_Task description_:
Retype everything in the listing, leaving each line exactly as it is.

_Coordinate annotation records_:
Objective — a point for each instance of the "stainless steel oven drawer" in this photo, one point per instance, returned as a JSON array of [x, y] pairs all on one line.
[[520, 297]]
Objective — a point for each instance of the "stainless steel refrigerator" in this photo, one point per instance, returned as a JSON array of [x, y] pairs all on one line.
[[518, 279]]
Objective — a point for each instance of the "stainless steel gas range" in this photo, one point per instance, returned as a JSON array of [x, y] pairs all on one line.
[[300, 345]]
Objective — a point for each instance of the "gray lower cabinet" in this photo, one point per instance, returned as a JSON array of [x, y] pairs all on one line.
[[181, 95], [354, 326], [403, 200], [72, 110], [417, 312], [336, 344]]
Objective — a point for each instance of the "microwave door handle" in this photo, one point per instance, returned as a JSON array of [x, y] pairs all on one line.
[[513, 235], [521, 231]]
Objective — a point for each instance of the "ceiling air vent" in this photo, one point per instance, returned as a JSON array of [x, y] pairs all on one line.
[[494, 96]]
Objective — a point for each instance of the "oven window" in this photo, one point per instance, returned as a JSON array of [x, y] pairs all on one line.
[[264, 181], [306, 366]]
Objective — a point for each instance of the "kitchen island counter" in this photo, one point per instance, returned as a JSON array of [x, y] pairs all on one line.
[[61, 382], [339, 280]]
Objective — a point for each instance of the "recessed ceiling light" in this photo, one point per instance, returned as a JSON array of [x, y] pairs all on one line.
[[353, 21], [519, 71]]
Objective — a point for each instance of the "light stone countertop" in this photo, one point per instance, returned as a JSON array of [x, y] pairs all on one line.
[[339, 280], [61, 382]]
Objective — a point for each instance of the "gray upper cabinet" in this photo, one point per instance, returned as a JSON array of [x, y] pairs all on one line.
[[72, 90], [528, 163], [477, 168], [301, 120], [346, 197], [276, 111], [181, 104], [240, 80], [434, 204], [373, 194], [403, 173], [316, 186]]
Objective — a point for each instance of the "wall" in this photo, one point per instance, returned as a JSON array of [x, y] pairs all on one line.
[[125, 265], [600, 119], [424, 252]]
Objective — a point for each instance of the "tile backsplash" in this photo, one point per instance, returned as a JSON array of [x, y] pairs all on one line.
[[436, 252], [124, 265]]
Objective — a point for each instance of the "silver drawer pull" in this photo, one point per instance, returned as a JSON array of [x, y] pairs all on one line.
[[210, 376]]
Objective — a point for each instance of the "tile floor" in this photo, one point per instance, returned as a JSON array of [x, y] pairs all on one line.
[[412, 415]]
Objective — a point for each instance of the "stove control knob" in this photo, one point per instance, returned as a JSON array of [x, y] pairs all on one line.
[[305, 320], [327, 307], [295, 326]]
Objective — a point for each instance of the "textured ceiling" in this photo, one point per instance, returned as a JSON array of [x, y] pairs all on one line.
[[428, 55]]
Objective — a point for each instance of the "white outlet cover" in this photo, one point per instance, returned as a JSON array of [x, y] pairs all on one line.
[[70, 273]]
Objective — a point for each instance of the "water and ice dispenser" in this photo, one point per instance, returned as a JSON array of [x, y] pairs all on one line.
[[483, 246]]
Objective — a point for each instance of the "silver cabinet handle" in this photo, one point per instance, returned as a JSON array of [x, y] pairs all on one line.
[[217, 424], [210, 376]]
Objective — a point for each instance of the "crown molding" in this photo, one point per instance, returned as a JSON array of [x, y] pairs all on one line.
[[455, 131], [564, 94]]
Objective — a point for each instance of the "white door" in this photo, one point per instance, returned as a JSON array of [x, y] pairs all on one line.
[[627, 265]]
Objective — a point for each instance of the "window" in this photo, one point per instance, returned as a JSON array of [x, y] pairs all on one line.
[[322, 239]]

_Answer to the exercise_:
Objective — a point for each instance of the "stainless steel oven drawer" in this photo, one point per instance, returned as a JSON array of [x, y] pairs all on one line.
[[520, 297]]
Objective — a point for each instance of the "stainless steel refrigerator" in this photo, one point per instance, returned as a JSON array of [x, y] pairs all on one line.
[[518, 279]]
Objective — a point for each instance of the "stainless steel gas range" in this photo, one point per instance, returned as a JSON array of [x, y] pairs all on one line.
[[300, 345]]
Objective — a point for each instance of the "gray lower cabinet" in this photo, one point per instance, returned as a JSON array of [x, y] pairs all on one line.
[[181, 95], [354, 326], [403, 200], [72, 110], [417, 312], [336, 344]]
Objective — a point for each instance of the "microwave door handle" in this photo, one point per instance, returned as a JSON array of [x, y] pairs all on one line.
[[513, 235], [521, 231]]
Objective — a point for each instance of the "ceiling air vent" in this photo, one point per instance, returned as a JSON array of [x, y] pairs all on one line.
[[494, 96]]
Objective — a point for each instance of the "oven window" in this photo, one point per instance, returned as a JSON array of [x, y] pairs all on one line.
[[264, 181], [306, 366]]
Objective — a point for each instance of the "kitchen island counter" in this photo, one point per instance, returned as a JSON array of [x, y] pairs all on one line.
[[61, 382], [339, 280]]
Objective — a point for each instance of the "recessed ceiling light" in this photo, one point per instance, returned as a JSON array of [x, y] pairs all on one line.
[[353, 21], [519, 71]]
Objective — a point for each instance of the "light stone countertop" in this photo, one point per instance, returned as a JSON array of [x, y] pairs all on one line.
[[339, 280], [61, 382]]
Objective — a point for each instance of the "gray upper cabinet" in this photo, one point per instance, returned as a JSON array of [x, y] pairs all on one line.
[[72, 90], [528, 163], [477, 168], [301, 120], [346, 197], [276, 111], [181, 104], [240, 80], [434, 204], [373, 194], [403, 173], [316, 186]]
Objective — a point for each instance of the "wall" in this photo, one point per instance, returned as a JSON array of [x, y] pairs all on one line.
[[125, 265], [600, 119], [424, 252]]
Objective — a point for each instance of the "tile backsplash" in this photo, one point per instance, returned as a JSON array of [x, y] pairs all on one line.
[[436, 252], [124, 265]]
Objective — a point for each instance of the "silver drawer pull" in this photo, one point per instance, returned as a JSON array of [x, y] pairs all on one line.
[[210, 376]]
Objective — a point for each instance of the "tile floor" in this photo, one point per instance, returned as a JSON array of [x, y] pairs all on one line.
[[412, 415]]
Objective — a point for each instance of the "stove control knob" in this photo, one point per instance, returned as a JSON array of [x, y] pairs all on one line.
[[305, 320], [327, 307], [295, 326]]
Objective — a point for each instance of the "textured ceiling" in this photo, one point per instance, returned as a JSON array of [x, y] pairs all on one line.
[[428, 55]]
Objective — a point for each instance of the "white outlet cover" in this photo, one point per instance, returned as a JSON array of [x, y] pairs all on one line.
[[70, 273]]
Objective — a point for each instance of the "water and ice dispenser" in this photo, one point per instance, returned as a JSON array of [x, y] pairs all on one line.
[[483, 246]]
Objective — a point for each instance of the "silver cabinet handle" in this photo, one point per instance, returned as a JSON array of [x, y] pairs all on one line.
[[217, 424], [210, 376]]
Objective — a point for each instance of the "crown molding" in this photo, one point per instance, returned as a JSON array of [x, y] pairs all on one line.
[[455, 131], [564, 94]]
Objective — a point for each instance of the "white door" in this photo, one point per instance, returned as a JSON array of [x, y] pairs all on one line.
[[627, 265]]
Objective — a point for each instance of the "window" in this photo, one point per instance, returned as a JSON array of [x, y] pairs all on one line.
[[322, 239]]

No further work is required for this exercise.